▶ _Task set_:
1. Translate this sentence from the comment thread on wealth and the 1% into Spanish: "A crucial first step is to gain acknowledgement that the system is broken (well, for the rest of us, anyway)."
2. Carry on the comment thread on wealth and the 1% from its final comment.

Instead, this is about how we’re all getting screwed, even though we’re good citizens who worked hard to get ahead, because the rich financiers got to rig the system. Everyone who isn’t a Randian “everyone deserves however much they have” acolyte knows this is true, so the opposition is left with only “Dirty hippies! Get a job! Shut up!”
This is a good sign.
fasteddie9318
@Jennifer: That’s why I was thinking strike, but as bad as the jobs situation is, wrb may be right that it’s not the way to go. I think a debt protest would be fantastic, but as you say it would have to be in huge numbers to work, and if it failed then those who participated would be in deep shit.
greenergood
@El Cid: All three kids are under age 7, and their shoes are all Merrells, Keens, etc. The boys wear Gap, the girl wears Lilly Pulitzer – her closet contains clothing that is worth more than I earn in a year, maybe two years. They each have a nanny. The family is probably nearing the 1% threshold. I love Thanksgiving, such a family holiday …
Rafer Janders
@suzanne:
To be accurate, that’s only high-level lawyers at firms with an affluent client base. For every lawyer earning that’s much there’s ten who can’t even find a paying job in the current climate.
Mary
@MattR:
That, or they see it as uppity peasants trying move above their divinely ordained station in life.
@suzanne
Going to law school is a stinking rotten deal. A very very small percentage of students who graduate from law school land big fancy high paid jobs and of those I would say most burn out of law firm life within 5 years. Four years into my career and I fucking hate being a lawyer, but with six figure debt and no other marketable skills my only other option is to fake my own death and move off the grid.
wrb
@fasteddie9318:
I agree.
Just don’t think strikes would be a brilliant form of protest at a time when people are begging for work, small employers are on the verge of failure, and big employers would be happy to fire current workers and hire new ones for half the pay.
soonergrunt
@Lurking Canadian: Well, SOMEBODY is wrong on the internet. Most likely these days it’s the cousin-fucking hicks whining about ESPN benching Hank Williams, Jr, being the same as censorship.
But it’s not you being wrong today.
Mack Lyons
The people who put up that sign aren’t part of the 1%. They think they’re part of it, but they’re not.
The real 1% can’t be bothered to engage in such petty squabbling. They know damn well they’re the 1% and don’t have to advertise.
yeahyeahwhatevs (Studly Pantload, once upon a time)
A crucial first step is to gain acknowledgement that the system is broken (well, for the rest of us, anyway).
This would seem to point toward that acknowledgement.

▶ _Supplied entries_:

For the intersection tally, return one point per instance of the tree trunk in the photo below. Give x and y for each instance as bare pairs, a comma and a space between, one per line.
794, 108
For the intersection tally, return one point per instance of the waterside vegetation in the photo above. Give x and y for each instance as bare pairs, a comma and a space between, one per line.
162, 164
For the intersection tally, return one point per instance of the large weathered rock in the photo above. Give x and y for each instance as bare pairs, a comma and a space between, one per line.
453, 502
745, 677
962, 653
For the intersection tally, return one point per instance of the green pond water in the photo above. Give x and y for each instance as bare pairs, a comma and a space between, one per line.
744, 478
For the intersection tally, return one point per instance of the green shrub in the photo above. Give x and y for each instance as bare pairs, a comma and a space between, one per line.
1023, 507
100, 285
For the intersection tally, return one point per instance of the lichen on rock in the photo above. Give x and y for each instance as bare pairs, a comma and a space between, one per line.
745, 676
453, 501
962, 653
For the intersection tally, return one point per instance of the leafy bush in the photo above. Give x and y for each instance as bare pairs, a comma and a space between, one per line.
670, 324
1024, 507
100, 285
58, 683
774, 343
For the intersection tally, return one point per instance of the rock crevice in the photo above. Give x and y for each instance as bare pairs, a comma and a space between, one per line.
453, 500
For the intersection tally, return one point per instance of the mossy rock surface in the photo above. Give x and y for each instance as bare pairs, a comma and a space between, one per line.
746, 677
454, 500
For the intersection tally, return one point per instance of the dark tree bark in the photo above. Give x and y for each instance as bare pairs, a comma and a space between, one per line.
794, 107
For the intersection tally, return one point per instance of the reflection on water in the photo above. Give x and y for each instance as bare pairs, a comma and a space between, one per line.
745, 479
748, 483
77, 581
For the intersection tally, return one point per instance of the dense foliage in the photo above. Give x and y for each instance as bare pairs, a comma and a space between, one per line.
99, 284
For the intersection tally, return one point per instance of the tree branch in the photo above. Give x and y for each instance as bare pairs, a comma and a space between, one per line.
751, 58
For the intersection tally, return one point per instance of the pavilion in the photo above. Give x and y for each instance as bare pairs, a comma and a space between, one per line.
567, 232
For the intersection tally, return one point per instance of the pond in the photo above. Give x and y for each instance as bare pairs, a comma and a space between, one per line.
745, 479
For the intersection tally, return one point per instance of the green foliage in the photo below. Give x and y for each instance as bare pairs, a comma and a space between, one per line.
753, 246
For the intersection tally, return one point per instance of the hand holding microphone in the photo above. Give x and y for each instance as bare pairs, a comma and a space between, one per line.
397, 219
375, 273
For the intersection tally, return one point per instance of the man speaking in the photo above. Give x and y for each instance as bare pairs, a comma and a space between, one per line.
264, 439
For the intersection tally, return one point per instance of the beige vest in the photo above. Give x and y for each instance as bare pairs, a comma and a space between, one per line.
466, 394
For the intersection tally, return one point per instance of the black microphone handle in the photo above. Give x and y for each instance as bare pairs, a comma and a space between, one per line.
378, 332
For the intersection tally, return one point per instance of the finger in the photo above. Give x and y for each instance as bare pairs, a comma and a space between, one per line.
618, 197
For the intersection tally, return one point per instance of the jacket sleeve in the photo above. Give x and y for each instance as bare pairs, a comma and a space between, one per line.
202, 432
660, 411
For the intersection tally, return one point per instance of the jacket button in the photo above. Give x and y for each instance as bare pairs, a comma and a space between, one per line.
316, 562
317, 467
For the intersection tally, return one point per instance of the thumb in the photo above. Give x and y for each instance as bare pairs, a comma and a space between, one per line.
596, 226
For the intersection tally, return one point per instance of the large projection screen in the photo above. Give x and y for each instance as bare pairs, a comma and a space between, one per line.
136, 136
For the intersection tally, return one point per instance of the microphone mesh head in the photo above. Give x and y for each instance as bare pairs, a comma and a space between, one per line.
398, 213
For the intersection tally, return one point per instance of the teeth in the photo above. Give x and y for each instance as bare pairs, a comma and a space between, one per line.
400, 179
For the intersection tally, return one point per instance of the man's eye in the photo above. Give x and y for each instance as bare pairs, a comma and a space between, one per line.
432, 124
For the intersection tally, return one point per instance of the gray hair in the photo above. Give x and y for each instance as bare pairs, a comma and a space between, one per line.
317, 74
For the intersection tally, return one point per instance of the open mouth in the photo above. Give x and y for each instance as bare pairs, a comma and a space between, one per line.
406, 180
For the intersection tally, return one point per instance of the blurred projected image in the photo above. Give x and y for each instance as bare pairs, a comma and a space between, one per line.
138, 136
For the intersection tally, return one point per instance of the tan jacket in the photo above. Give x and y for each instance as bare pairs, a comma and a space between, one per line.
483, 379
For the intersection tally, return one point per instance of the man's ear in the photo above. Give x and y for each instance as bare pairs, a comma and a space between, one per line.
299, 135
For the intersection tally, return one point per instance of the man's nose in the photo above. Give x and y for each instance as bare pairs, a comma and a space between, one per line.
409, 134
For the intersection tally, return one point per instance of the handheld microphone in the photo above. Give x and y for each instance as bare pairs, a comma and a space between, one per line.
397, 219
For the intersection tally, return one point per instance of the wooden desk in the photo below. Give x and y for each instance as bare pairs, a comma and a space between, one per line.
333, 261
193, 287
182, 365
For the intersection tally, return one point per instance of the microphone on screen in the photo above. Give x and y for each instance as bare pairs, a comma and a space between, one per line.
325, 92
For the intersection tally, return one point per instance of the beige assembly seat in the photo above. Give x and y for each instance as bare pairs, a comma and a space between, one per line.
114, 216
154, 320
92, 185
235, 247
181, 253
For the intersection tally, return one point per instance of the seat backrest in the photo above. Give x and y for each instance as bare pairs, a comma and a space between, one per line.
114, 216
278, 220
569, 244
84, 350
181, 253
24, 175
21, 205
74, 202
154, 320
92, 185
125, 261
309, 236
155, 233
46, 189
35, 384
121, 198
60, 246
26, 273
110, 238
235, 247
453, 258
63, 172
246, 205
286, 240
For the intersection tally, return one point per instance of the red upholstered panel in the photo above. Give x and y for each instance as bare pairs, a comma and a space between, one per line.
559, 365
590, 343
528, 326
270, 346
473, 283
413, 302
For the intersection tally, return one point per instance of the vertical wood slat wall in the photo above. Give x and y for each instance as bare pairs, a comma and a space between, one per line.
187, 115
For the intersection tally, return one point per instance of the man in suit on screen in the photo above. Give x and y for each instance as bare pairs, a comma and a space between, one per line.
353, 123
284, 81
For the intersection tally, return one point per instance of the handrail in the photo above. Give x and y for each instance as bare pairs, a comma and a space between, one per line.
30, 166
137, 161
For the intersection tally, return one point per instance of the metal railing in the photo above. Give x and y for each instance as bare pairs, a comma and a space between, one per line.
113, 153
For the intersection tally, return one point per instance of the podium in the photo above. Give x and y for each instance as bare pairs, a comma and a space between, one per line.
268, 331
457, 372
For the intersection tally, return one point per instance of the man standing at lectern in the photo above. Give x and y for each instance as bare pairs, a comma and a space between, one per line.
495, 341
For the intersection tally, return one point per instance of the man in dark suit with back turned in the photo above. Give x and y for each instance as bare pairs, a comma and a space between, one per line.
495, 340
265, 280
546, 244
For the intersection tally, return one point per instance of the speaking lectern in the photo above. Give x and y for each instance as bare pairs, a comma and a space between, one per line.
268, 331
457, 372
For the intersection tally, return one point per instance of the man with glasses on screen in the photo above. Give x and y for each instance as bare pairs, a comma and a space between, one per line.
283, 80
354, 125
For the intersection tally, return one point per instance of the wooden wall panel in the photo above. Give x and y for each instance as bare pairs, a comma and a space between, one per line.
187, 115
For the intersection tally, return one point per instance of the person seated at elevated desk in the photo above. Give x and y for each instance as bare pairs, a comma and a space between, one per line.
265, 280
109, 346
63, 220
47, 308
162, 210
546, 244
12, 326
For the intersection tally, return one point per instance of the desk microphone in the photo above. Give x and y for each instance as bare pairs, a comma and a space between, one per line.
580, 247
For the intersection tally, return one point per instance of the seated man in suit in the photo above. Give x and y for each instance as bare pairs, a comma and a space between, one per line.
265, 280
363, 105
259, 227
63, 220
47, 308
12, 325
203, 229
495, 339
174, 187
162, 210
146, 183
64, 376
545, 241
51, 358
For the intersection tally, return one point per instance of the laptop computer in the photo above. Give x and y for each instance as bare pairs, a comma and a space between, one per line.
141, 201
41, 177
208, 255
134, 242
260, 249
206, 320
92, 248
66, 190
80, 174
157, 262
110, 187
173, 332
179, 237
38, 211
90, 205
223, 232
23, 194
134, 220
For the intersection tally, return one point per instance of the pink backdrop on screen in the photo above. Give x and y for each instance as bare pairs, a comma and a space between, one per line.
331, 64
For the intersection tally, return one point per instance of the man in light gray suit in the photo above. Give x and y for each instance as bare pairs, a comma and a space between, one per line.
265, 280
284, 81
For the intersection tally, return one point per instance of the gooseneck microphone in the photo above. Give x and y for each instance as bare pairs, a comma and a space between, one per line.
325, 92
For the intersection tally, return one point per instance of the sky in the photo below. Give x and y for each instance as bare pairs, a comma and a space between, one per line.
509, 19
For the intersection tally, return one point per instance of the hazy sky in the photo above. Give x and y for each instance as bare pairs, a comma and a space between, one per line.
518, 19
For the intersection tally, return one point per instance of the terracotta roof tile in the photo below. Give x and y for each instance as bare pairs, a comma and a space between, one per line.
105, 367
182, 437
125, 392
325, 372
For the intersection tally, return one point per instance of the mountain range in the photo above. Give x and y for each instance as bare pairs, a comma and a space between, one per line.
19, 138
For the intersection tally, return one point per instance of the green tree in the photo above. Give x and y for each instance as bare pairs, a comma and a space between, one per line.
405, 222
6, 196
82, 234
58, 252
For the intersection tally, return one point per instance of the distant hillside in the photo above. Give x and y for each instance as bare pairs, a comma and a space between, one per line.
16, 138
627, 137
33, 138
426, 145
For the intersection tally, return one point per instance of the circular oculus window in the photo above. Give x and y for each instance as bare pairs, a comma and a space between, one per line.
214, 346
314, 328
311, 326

▶ _Answers to the exercise_:
1. Un primer paso crucial es lograr que se reconozca que el sistema está roto (bueno, al menos para el resto de nosotros).

2.
techno
@RandyH:
I have thought about your idea of an upgraded guillotine for some time.
1) It should be made of a surgical-grade stainless steel so it can be power-washed at the end of a big day.
2) The bearing surfaces should be upgraded to at least Teflon.
3) It might be a good idea to assist gravity in speeding the blade downward—I vote for compressed air.
Friendly design amendments are welcome.
cleek
@Svensker:
try it.
but first: in C++, what are the three meanings of the keyword ‘static’ ?
hmmm… what’s that blank look about?
redshirt
The folks who put those signs up are more than likely 20 something douchbag ex-Frat boys who see themselves as Galtian Heroes. Money firms are filled to the brim with these guys.
Spaghetti Lee
@techno:
Sound-effects. You know, “Shinnnng! Splatt! Roll-roll-roll.” That sort of thing.
geg6
@suzanne:
You might get a hint by reading your American history, circa the Gilded Age and so-called Progressive Age, and up to the Depression and WWII. Lotsa blood shed by brave, hard working people (I have a picture of my grandfather, bleeding heavily from the face and head, during the USW struggle to organize the Jones and Laughlin Steel mill in Aliquippa, PA) to get the benefits, rights, and wages that they are so eager to take away from us a hundred years later.
piratedan
@Villago Delenda Est: how about just putting these guys in the projects, sans cell phones and cars but letting them keep all of their bling…. it’ll be like The Warriors in reverse, a bunch of sophisticated day traders left on Coney Island, having to bop their way back to the safety of Wall Street.
Spaghetti Lee
@cleek:
Hey, bro, I’m a producer! I’ll just withhold my awesome talents from that computer until it finally needs me!
techno
@Spaghetti Lee:
Excellent! I had not thought about sound effects. Good idea.
Amanda in the South Bay
@cleek:
Mew, WTF? A static class is one that can’t be instantiated.
I’ll get back to you with the rest when I take my C++ final in December :)
ChrisNYC
I’m watching the livestream and the 1199 guy just said, “We know the answer. Tax the rich!” I wish wish wish they (OWS) would make that the demand.
ETA: 1199 is the SEIU local.
JGabriel
@Jennifer:
Yup, that’s more like it — it’s the figure for the entire population. I think about a quarter of the population files returns, so we’re probably talking about the top 2000 of those, give or take.
.
cleek
@Amanda in the South Bay:
hint: they came from C
Cris (without an H)
Thank you. I harp on this a lot: treating the top quintile, or even the top 1%, as a single class still papers over an incredible disparity in income and personal wealth.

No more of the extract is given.